SET EXERCISE = From the listing below, pull out each line that contains the string "tree" and copy it out unchanged.

DATASET ENTRIES =
** start **
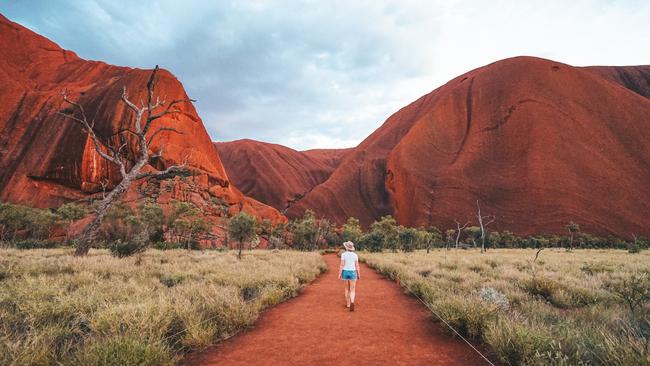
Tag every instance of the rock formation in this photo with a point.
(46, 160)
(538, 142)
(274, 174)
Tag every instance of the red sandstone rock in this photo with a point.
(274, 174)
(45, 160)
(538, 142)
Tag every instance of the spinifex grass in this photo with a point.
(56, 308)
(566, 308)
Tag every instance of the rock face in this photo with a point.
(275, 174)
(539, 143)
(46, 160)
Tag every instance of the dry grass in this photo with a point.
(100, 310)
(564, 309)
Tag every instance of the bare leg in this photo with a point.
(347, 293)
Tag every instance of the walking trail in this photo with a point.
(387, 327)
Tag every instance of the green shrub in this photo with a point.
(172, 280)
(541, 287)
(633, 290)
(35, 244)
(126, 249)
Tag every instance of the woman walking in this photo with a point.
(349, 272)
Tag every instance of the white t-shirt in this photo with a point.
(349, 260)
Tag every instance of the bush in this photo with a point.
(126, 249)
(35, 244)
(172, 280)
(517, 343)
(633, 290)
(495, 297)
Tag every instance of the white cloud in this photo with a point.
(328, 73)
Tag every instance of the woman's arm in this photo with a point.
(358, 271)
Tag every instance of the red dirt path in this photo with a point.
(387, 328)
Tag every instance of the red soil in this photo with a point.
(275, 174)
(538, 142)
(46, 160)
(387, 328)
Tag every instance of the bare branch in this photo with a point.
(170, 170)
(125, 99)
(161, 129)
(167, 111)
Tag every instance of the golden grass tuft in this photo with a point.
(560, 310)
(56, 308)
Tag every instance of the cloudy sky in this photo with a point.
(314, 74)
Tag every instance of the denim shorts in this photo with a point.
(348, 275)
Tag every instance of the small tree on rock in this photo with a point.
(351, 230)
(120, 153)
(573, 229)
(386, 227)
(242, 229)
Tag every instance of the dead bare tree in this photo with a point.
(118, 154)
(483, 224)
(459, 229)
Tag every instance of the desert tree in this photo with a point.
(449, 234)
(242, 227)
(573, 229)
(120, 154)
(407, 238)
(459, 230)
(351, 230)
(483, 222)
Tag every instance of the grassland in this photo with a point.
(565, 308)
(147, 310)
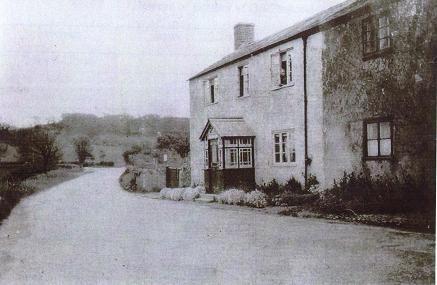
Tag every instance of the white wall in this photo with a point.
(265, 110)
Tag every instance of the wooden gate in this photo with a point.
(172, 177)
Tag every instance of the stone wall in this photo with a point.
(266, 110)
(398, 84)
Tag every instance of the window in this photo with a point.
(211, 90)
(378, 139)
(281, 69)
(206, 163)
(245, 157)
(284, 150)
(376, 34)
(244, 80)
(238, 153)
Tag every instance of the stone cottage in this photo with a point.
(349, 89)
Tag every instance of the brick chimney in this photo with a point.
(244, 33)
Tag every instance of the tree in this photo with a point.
** end **
** start **
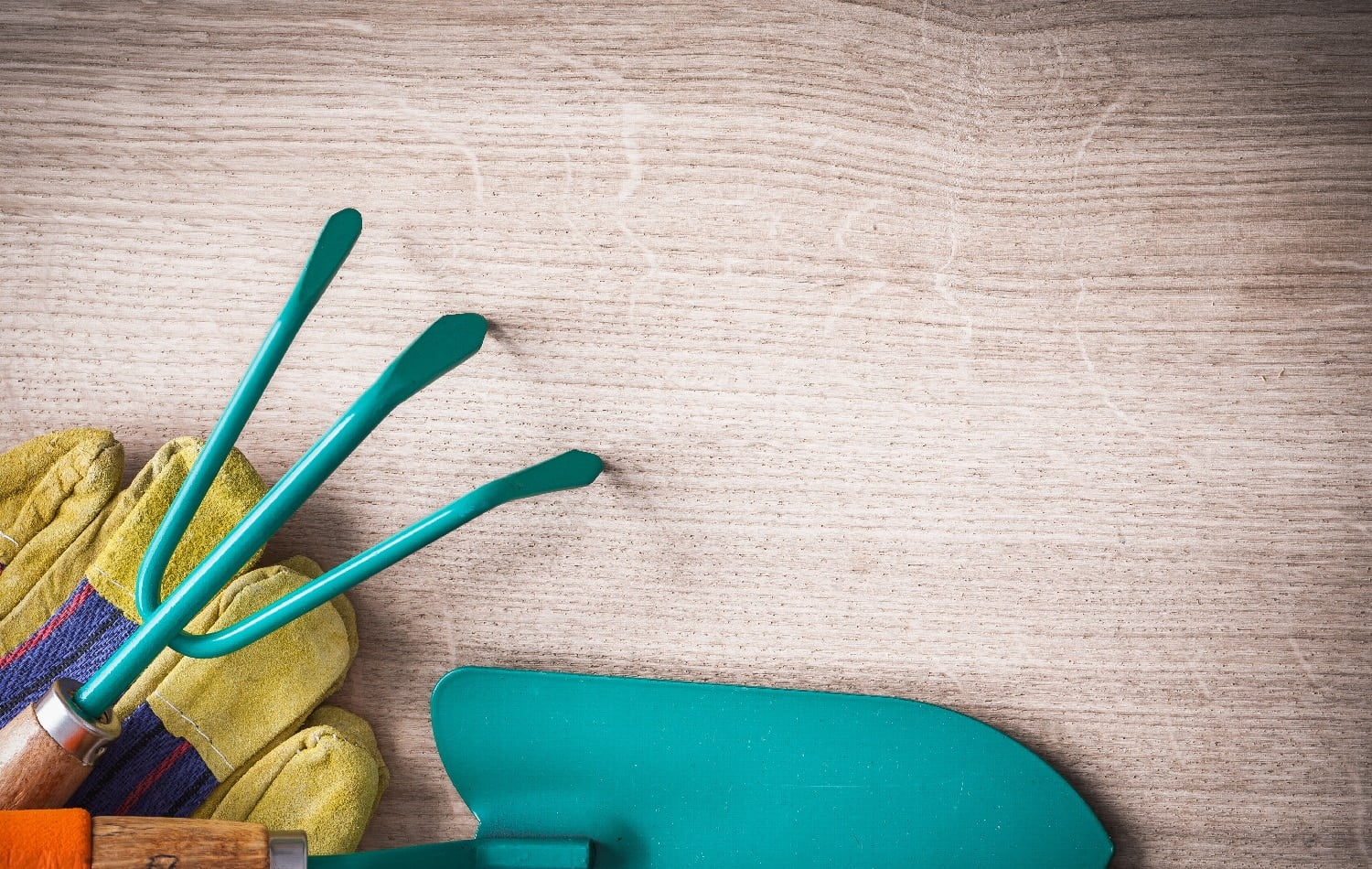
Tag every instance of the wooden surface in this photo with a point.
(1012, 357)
** end **
SOLVED EXERCISE =
Tag every instance of the small tree on rock in this photo with a point.
Tag every instance of the dead bare tree in this photo with a point.
Tag every instance of the desert tree in this photo with a point.
Tag every instance of the tree in this photo with a point.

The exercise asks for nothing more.